(Contour labeling entries)
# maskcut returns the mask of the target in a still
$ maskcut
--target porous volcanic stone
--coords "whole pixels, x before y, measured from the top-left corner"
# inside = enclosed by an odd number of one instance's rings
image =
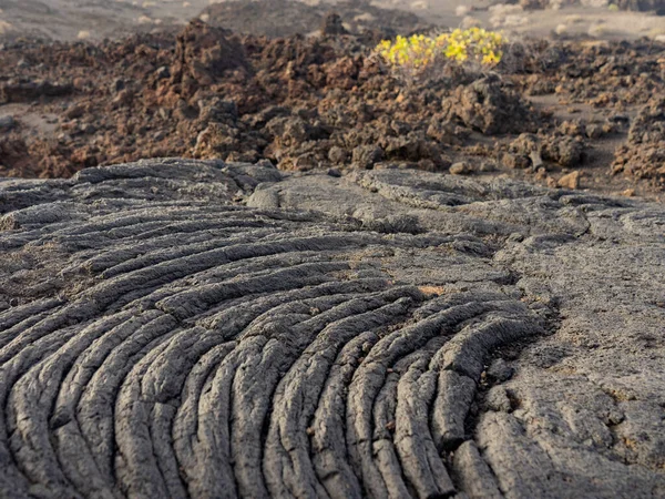
[[[665,496],[661,205],[151,160],[0,213],[0,497]]]

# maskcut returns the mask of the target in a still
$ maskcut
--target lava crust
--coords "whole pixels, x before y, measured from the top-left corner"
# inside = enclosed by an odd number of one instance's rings
[[[659,205],[150,160],[0,206],[0,496],[665,493]]]

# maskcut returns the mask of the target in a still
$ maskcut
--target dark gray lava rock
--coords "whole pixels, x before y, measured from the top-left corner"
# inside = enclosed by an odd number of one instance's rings
[[[153,160],[0,213],[1,497],[664,496],[662,205]]]

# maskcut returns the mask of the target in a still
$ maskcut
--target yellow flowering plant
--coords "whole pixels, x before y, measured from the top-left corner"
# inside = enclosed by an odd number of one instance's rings
[[[413,73],[431,67],[443,57],[456,62],[475,62],[484,67],[497,65],[508,40],[499,32],[482,28],[457,29],[438,35],[398,35],[395,41],[381,41],[375,52],[389,65]]]

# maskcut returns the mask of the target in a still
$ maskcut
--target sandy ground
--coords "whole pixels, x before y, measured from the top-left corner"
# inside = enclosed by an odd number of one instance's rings
[[[183,24],[213,2],[215,0],[0,0],[0,35],[29,33],[59,40],[114,38],[137,30]],[[315,2],[318,0],[308,0],[308,3]],[[489,8],[487,1],[381,0],[374,3],[412,10],[441,26],[475,22],[519,35],[665,37],[665,17],[612,12],[606,7],[525,12],[516,6]]]

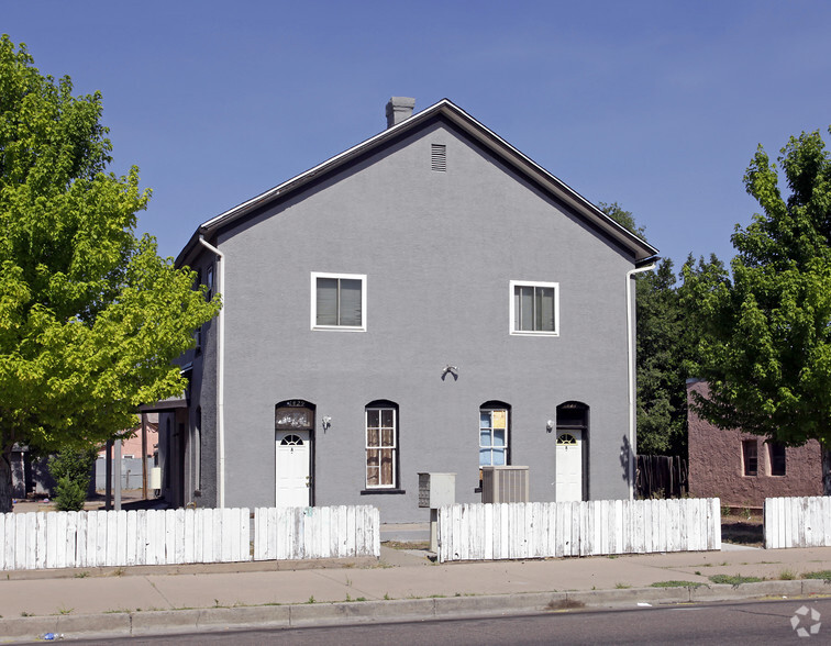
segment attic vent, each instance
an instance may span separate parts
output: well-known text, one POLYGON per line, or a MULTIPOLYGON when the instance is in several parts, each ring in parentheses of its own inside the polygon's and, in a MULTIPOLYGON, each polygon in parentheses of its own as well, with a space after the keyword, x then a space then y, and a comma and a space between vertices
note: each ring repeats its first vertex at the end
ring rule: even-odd
POLYGON ((432 145, 430 167, 437 172, 447 170, 447 146, 444 144, 432 145))

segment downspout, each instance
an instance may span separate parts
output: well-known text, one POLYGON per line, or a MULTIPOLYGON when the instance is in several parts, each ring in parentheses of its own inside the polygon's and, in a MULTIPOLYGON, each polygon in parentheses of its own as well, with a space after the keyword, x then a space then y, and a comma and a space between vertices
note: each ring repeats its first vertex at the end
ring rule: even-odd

Goal of the exercise – Render every line of the rows above as a Markdown table with the columns No. and Text, numbering the lines in order and skipping blank lines. Leave the pictures out of the table.

Complete output –
| No. | Text |
|---|---|
| 1 | # maskcut returns the mask of the target in a still |
| 2 | $ maskcut |
| 3 | --target porous volcanic stone |
| 4 | --coords "whole pixels, x before y, measured from the top-left corner" |
| 5 | # inside = enclosed by an odd number of one instance's rings |
| 6 | image = |
| 7 | [[[665,496],[661,205],[151,160],[0,213],[0,497]]] |
| 8 | # maskcut returns the mask of the target in a still |
| 9 | $ maskcut |
| 10 | --target lava crust |
| 11 | --coords "whole pixels, x before y, measured from the top-left corner" |
| 12 | # inside = enclosed by an odd number of one instance's rings |
| 13 | [[[659,205],[150,160],[0,206],[0,496],[665,493]]] |
| 14 | # maskcut returns the mask of the target in a still |
| 15 | $ maskcut |
| 16 | --target dark gray lava rock |
| 17 | --coords "whole pixels, x before y, measured from the top-left corner" |
| 18 | # inside = enclosed by an odd number of one instance's rings |
| 19 | [[[153,160],[0,213],[1,497],[664,496],[662,205]]] |
| 20 | # maskcut returns the mask of the target in a still |
| 21 | $ maskcut |
| 22 | --target yellow flowering plant |
| 23 | --coords "whole pixels, x before y, measured from the top-left corner" |
| 24 | # inside = enclosed by an odd number of one instance's rings |
| 25 | [[[413,73],[431,67],[443,57],[456,62],[475,62],[484,67],[497,65],[508,40],[499,32],[482,28],[457,29],[438,35],[398,35],[395,41],[381,41],[375,52],[389,65]]] |
| 26 | # maskcut returns the mask of the target in a still |
| 27 | $ maskcut |
| 28 | --target sandy ground |
| 29 | --coords "whole pixels, x before y, measured from the top-left corner" |
| 30 | # inside = enclosed by an odd number of one instance's rings |
| 31 | [[[183,24],[213,2],[215,0],[0,0],[0,35],[29,33],[59,40],[114,38],[137,30]],[[315,2],[318,0],[308,0],[308,3]],[[489,8],[487,1],[381,0],[374,3],[412,10],[441,26],[475,22],[519,35],[665,37],[665,17],[612,12],[606,7],[525,12],[516,6]]] |
| 32 | segment attic vent, each instance |
| 33 | an instance may span separate parts |
| 34 | output: well-known text, one POLYGON per line, or a MULTIPOLYGON when the instance is in several parts, each ring in parentheses of its own inside the polygon's and, in a MULTIPOLYGON, each polygon in parentheses of its own as well, with a space after the keyword, x then a space then y, and a comma and a space between vertices |
| 35 | note: each ring repeats its first vertex at the end |
| 36 | ring rule: even-odd |
| 37 | POLYGON ((432 145, 430 167, 437 172, 447 170, 447 146, 444 144, 432 145)) |
| 38 | segment downspout, each instance |
| 39 | an instance may span separate parts |
| 40 | output: well-known text, one POLYGON per line, or a MULTIPOLYGON when the instance is in several parts, each ring in parentheses of its own inside the polygon's and, in a MULTIPOLYGON, each polygon in parentheses of its own as well, with a space after the keyword, x then a space then y, and a comma and a space between vertices |
| 41 | note: each ring repeats its first vertex at the end |
| 42 | ring rule: even-odd |